**DOCUMENT EXCERPT:**
By this time, Viola is in a state almost as extreme as that of Olivia and Duke Orsino since she loves the latter and is loved by the former in the guise of Cesario. I don’t know that Viola has any more control over the course of events than others in this play, but some advantage, it’s reasonable to suggest, stems from her disguise and the perspective it lends. This is by no means a comedy of the humors* but it is a comedy of our inevitable frailty in the presence of strong passions. First, Viola sees that her adoption of a gender disguise is a trap that’s leading her towards frustration: “Disguise, I see thou art a wickedness / Wherein the pregnant enemy does much” (711, 2.2.25-26). Secondly, she is able to generalize from her own experience: “How easy is it for the proper false / In women’s waxen hearts to set their forms! / Alas, our frailty is the cause, not we, / For such as we are made of, such we be” (711, 2.2.27-30). The “we” here is “women,” but it isn’t hard to extend the point to capture a sense of the fragility and changeableness of general humanity.

**SOURCE MATERIAL:**

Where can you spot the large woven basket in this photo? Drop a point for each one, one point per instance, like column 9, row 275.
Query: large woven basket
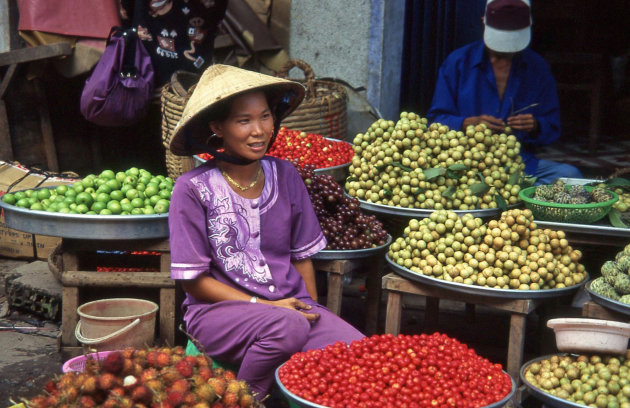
column 175, row 94
column 324, row 108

**CHALLENGES:**
**A)** In the commentary on Viola, which character does Viola love?
**B)** Resume the commentary on Viola from its last sentence.

**TASK-BY-TASK ANSWERS:**
**A)** Duke Orsino.

**B)**
This ability does not, however, make it possible for Viola to extricate herself from the difficult situation she is in: “O Time, thou must untangle this, not I; / It is too hard a knot for me t’ untie!” (40-41)

*Footnote: the theory of the humors traces back to the Greek physician Hippocrates (c. 460-370 BCE): the four humors or bodily fluids are black bile (associated with the element earth), yellow bile (fire), phlegm (water), and blood (air). A balanced amount of these fluids in the body maintained health and good temperament, while an excess of the first-mentioned (black bile) could make a person depressed or irritable; excess of the second (yellow bile) angry, ill-tempered; excess of the third (phlegm) taciturn, unemotional; excess of the fourth (blood) amorous or bold to the point of lechery or foolhardiness.


Act 2, Scene 3 (711-15, Malvolio interrupts Toby & Co.’s reveling, Maria hatches letter-plot)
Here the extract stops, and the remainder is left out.